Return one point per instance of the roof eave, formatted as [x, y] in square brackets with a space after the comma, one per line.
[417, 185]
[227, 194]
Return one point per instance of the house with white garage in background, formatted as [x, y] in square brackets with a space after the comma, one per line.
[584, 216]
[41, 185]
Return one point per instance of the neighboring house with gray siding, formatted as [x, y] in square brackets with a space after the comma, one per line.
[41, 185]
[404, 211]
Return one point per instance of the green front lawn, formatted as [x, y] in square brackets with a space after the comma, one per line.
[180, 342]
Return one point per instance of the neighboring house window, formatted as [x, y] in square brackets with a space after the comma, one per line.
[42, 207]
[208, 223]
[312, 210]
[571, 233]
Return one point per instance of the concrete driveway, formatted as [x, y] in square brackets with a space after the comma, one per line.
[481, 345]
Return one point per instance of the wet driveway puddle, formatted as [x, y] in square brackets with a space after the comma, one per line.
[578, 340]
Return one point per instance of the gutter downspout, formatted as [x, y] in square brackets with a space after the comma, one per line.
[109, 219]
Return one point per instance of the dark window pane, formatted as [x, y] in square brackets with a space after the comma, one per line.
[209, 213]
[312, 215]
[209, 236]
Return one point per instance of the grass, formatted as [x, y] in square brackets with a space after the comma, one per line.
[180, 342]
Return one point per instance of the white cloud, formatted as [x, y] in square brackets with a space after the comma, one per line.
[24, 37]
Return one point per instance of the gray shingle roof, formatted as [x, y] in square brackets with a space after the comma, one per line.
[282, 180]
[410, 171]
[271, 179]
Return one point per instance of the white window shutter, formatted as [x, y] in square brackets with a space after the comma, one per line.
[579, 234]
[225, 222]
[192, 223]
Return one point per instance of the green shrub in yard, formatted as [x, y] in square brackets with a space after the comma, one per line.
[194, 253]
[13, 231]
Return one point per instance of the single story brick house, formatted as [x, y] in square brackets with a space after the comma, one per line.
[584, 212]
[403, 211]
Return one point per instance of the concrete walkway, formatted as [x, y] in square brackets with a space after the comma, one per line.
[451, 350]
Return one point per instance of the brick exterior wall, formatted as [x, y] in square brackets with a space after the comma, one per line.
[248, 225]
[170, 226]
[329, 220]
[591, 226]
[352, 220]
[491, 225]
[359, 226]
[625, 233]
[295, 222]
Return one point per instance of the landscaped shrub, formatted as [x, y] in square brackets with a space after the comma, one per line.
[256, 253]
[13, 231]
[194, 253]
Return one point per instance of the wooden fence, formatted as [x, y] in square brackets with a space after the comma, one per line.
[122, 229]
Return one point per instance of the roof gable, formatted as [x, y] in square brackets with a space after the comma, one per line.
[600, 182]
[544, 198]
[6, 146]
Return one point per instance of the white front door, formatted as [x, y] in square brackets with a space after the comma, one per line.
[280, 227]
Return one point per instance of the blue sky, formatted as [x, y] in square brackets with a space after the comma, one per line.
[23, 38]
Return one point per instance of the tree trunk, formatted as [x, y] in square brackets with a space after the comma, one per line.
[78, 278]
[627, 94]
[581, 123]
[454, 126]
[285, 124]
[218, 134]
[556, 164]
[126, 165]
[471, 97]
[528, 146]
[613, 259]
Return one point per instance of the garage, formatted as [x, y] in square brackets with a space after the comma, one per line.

• • • • •

Exercise aim —
Word for word, give the material above a second time.

Written reply —
Return one point per instance of the roof eave, formatted as [x, y] in square brackets with a space after the comma, one per line.
[417, 185]
[227, 194]
Return one point per instance of the house with white garage in background, formatted as [x, y] in square brackets with a space after the comma, one per line.
[584, 216]
[41, 185]
Return one point per instance of the neighboring house with gray siding, formatted as [x, y] in square brackets with a space after the comma, one per line.
[41, 185]
[404, 211]
Return one point per instance of the green front lawn, formatted as [x, y] in square brackets with a space after the comma, one per line.
[180, 342]
Return one point per instance of the neighboring house window, formatted as [x, y] in square brackets with a space after the comma, one per line.
[42, 207]
[208, 223]
[312, 210]
[571, 233]
Return one point per instance of the concrete driveway, formatted as [x, y] in square brackets with a space after the comma, one per line.
[481, 345]
Return one point per instance of the wet driveway puddle, formatted as [x, y] in square brackets with a space after the comma, one per line.
[578, 340]
Return one point per instance of the gutter downspout, formatted as [x, y] in square brackets with a space after the comma, one per line.
[109, 219]
Return one point per instance of the dark window pane, formatted as [x, y] in square brackets with a space after the comma, one per line.
[209, 213]
[312, 215]
[209, 236]
Return one point per instance of the grass, formatted as [x, y] in square brackets with a space after the comma, one per line.
[180, 342]
Return one point per instance of the white cloud, formatted as [x, y] in square brackets with a space after the comma, one per line.
[24, 37]
Return one point per instance of the gray shingle roof, formatted as [x, y] in square brackets with a space after the comma, one per line.
[282, 180]
[410, 171]
[271, 179]
Return one point per instance of the white window shutter, formatted as [x, y] in square brackets with a space after the comma, one per line.
[579, 234]
[225, 222]
[192, 223]
Return one point per instance of the green shrub in yard, formatted as [x, y] in square brackets with a space after the comma, one per line.
[194, 253]
[13, 231]
Return one point per instance of the single story brick house, formatted as [x, y] in square brackets with a space after the comma, one per line.
[584, 212]
[403, 211]
Return one point per instance of the concrete walkway, formatted as [x, y] in square brackets with a space after the comma, one per line.
[451, 350]
Return one point per instance of the brick exterior wall, formatted as [x, y] in square brackets with a space after the comma, one per line.
[248, 225]
[170, 226]
[329, 220]
[591, 226]
[352, 220]
[491, 225]
[359, 226]
[625, 233]
[295, 222]
Return one point per instance of the landscaped shrub, formatted as [x, y] in square brackets with a space after the comma, one per line.
[256, 253]
[13, 231]
[194, 253]
Return one point per instance of the wooden fence, formatted as [x, y] in square brackets with a space after the comma, one per line.
[122, 229]
Return one point per instance of the roof gable, formatted as [x, y] in square brackets with a space after the comma, one per line.
[600, 182]
[544, 198]
[6, 146]
Return one point per instance of the white front door, formatted as [x, y] in square brackets with a space after the comma, one per line.
[280, 227]
Return one point per instance of the blue sky, formatted as [x, y] in square brackets with a space after the comma, one per line.
[23, 38]
Return one point per instance of the tree trunk, formatted as [x, y] in square brackets with a space after the comma, one per line.
[78, 278]
[627, 94]
[581, 123]
[454, 126]
[285, 124]
[218, 134]
[556, 164]
[126, 165]
[471, 97]
[528, 146]
[613, 259]
Return one point per instance of the garage, formatted as [x, y] in square brackets with a space after the comma, one per line.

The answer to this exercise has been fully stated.